Do this: From the records below, copy every line that contains the word "interior".

Input material:

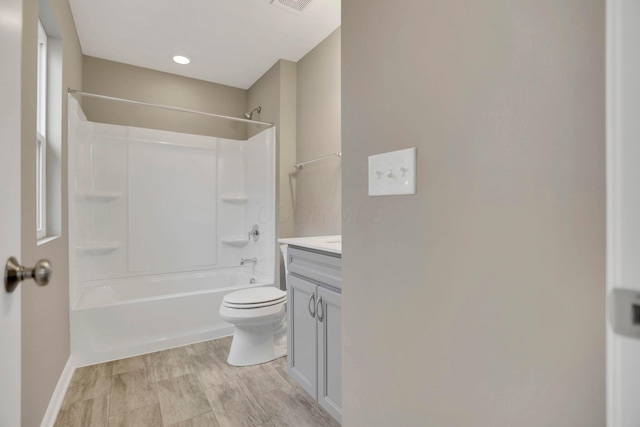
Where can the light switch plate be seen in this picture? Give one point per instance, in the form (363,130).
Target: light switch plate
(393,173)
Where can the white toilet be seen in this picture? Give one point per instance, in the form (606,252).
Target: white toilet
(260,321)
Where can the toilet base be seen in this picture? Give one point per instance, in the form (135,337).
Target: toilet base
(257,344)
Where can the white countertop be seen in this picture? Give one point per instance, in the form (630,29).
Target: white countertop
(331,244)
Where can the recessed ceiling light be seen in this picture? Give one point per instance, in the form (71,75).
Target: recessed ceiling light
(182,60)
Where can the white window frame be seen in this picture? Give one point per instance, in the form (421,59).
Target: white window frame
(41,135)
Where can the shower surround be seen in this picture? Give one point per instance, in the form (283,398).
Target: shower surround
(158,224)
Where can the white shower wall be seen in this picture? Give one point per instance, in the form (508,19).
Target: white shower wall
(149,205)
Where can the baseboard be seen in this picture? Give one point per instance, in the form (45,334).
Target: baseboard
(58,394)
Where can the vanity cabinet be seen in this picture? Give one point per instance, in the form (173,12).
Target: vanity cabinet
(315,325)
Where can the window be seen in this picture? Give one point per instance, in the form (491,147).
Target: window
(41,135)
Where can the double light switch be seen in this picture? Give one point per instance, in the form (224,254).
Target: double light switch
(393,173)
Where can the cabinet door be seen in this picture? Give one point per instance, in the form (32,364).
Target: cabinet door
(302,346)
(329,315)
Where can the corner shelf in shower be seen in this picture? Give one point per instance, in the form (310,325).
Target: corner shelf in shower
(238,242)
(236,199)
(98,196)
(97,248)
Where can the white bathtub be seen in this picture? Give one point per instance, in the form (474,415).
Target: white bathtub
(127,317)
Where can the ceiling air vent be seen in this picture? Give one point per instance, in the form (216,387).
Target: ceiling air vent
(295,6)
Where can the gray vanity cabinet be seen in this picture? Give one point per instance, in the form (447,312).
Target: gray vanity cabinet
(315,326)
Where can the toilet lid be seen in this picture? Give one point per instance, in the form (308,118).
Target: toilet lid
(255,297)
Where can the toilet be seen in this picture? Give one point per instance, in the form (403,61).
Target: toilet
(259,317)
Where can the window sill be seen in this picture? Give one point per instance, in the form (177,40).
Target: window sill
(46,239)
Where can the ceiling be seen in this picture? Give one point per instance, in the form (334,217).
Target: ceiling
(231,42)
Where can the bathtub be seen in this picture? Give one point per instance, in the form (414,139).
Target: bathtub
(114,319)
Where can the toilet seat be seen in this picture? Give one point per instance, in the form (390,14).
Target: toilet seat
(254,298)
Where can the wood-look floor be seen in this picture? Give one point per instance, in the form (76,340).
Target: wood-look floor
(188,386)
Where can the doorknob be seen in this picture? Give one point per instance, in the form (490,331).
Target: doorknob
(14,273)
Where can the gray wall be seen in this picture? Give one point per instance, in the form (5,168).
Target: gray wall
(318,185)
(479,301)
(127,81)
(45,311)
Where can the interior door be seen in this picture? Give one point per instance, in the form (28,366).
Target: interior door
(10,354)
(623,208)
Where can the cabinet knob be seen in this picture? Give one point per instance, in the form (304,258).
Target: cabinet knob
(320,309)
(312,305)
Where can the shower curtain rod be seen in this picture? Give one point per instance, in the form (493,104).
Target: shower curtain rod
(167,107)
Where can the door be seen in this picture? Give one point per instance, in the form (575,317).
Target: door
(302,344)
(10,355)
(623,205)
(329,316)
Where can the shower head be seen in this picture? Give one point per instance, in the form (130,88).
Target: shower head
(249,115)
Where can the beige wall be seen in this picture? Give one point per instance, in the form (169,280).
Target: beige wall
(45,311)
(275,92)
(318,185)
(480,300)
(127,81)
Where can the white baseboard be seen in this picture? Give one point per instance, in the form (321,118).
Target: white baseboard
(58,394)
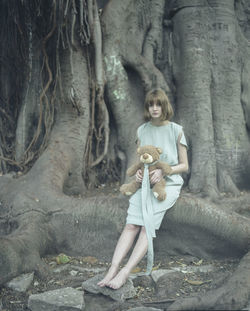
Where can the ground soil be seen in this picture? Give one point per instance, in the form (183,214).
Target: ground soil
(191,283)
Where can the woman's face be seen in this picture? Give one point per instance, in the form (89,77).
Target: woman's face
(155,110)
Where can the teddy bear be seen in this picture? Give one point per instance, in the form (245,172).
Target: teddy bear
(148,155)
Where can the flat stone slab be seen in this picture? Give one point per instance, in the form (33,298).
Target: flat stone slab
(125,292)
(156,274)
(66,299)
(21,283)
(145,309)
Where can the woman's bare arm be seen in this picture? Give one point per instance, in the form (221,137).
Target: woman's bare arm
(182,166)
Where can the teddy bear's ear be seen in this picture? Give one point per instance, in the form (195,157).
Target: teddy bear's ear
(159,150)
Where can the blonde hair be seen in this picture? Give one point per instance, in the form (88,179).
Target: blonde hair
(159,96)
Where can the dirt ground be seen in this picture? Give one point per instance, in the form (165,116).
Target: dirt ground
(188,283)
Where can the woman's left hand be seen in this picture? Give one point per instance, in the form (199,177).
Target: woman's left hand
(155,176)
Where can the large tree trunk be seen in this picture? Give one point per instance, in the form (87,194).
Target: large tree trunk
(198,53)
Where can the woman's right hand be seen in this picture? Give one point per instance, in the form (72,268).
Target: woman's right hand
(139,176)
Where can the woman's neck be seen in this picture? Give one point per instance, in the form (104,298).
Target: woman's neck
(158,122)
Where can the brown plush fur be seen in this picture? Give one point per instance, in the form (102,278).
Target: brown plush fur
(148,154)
--
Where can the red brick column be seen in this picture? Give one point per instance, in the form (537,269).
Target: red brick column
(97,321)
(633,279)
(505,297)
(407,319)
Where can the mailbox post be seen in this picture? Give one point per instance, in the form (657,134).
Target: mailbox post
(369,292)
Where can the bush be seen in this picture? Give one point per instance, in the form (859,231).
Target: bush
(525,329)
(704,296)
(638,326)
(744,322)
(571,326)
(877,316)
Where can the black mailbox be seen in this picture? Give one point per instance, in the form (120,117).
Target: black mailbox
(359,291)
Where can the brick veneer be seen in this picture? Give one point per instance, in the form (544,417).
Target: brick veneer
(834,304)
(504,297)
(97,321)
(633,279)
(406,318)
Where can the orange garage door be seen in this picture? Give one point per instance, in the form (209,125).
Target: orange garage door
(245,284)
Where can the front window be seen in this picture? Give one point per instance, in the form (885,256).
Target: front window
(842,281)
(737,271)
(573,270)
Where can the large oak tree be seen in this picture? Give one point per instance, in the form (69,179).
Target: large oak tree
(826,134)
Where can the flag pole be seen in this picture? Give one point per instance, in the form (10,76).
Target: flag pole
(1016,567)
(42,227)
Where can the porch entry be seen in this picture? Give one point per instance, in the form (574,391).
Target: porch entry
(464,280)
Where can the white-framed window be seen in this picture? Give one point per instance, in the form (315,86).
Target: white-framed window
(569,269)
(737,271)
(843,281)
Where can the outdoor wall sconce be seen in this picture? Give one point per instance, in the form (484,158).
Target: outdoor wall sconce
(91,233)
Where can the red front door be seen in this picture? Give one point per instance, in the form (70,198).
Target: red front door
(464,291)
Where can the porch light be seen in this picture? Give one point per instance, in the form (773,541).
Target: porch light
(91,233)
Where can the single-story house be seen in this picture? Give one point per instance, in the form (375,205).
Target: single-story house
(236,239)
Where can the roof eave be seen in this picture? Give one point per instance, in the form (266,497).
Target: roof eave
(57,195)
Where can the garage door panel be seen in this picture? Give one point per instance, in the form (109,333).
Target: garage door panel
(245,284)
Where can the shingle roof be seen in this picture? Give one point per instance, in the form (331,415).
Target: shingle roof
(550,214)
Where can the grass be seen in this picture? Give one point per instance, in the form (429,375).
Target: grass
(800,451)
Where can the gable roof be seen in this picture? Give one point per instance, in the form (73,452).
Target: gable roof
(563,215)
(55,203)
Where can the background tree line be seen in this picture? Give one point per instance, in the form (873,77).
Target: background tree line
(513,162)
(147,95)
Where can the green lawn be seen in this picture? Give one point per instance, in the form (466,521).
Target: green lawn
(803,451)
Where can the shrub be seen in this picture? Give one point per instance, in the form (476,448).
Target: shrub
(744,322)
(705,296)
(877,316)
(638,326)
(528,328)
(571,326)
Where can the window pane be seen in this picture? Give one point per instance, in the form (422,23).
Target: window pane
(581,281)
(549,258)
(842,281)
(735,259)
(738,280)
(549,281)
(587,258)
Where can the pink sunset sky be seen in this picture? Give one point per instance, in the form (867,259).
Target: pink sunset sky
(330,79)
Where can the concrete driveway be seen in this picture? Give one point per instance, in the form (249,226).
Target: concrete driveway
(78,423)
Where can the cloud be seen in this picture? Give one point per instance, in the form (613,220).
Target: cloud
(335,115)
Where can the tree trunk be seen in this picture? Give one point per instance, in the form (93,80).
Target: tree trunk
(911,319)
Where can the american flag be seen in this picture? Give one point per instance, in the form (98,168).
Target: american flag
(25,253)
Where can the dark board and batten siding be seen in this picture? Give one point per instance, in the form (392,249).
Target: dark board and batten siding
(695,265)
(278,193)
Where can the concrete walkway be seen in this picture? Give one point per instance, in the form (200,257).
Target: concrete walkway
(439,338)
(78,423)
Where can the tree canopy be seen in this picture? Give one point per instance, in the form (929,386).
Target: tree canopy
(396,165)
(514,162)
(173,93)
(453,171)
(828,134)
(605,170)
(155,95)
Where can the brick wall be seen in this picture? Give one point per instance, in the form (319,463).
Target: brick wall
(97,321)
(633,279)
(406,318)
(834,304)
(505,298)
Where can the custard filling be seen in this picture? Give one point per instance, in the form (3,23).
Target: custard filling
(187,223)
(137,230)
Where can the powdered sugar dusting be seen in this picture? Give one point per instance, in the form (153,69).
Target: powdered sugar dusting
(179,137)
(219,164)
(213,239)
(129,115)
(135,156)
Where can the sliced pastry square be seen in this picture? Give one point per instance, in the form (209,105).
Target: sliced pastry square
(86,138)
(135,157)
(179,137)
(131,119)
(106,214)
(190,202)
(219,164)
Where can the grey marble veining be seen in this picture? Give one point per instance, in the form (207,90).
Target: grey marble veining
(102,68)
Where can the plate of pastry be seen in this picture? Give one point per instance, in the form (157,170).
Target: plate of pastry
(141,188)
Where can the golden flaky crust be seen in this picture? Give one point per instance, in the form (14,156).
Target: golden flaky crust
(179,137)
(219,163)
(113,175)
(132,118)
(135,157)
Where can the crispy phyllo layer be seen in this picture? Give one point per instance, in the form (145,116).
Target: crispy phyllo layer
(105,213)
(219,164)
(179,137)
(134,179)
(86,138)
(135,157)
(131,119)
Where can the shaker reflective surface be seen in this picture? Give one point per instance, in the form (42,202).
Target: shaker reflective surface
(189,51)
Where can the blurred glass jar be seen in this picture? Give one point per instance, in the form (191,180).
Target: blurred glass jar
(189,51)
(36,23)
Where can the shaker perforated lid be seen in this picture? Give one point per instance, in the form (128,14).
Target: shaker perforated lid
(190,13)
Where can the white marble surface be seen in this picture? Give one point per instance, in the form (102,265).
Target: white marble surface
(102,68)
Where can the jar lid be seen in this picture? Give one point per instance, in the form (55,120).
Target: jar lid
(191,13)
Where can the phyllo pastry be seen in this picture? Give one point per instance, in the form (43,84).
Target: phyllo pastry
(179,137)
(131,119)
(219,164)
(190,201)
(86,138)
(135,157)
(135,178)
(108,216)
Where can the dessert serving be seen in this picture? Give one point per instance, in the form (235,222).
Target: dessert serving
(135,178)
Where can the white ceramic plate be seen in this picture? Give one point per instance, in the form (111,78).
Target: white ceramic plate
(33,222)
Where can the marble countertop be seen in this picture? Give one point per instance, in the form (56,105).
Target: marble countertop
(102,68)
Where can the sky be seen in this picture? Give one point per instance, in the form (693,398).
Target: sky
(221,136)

Worked solution:
Where can the interior door be seen in this picture? Give one point per instance, in the form (28,366).
Target: interior door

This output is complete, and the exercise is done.